Point annotation entries for images
## start

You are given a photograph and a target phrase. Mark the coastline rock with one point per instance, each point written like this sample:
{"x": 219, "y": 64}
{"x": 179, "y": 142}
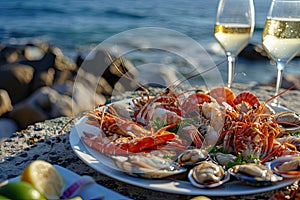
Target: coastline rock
{"x": 41, "y": 83}
{"x": 51, "y": 102}
{"x": 7, "y": 128}
{"x": 15, "y": 79}
{"x": 5, "y": 103}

## end

[Your task]: Please arrange the records above as a numbered list, leaving out blank lines and the pictures.

[Expected output]:
1. You are given a photograph and a target phrase. Mark the coastline rock with one point per instance, each point written like this sample:
2. {"x": 219, "y": 64}
3. {"x": 179, "y": 142}
4. Target: coastline rock
5. {"x": 41, "y": 83}
6. {"x": 51, "y": 102}
7. {"x": 7, "y": 128}
8. {"x": 15, "y": 79}
9. {"x": 5, "y": 103}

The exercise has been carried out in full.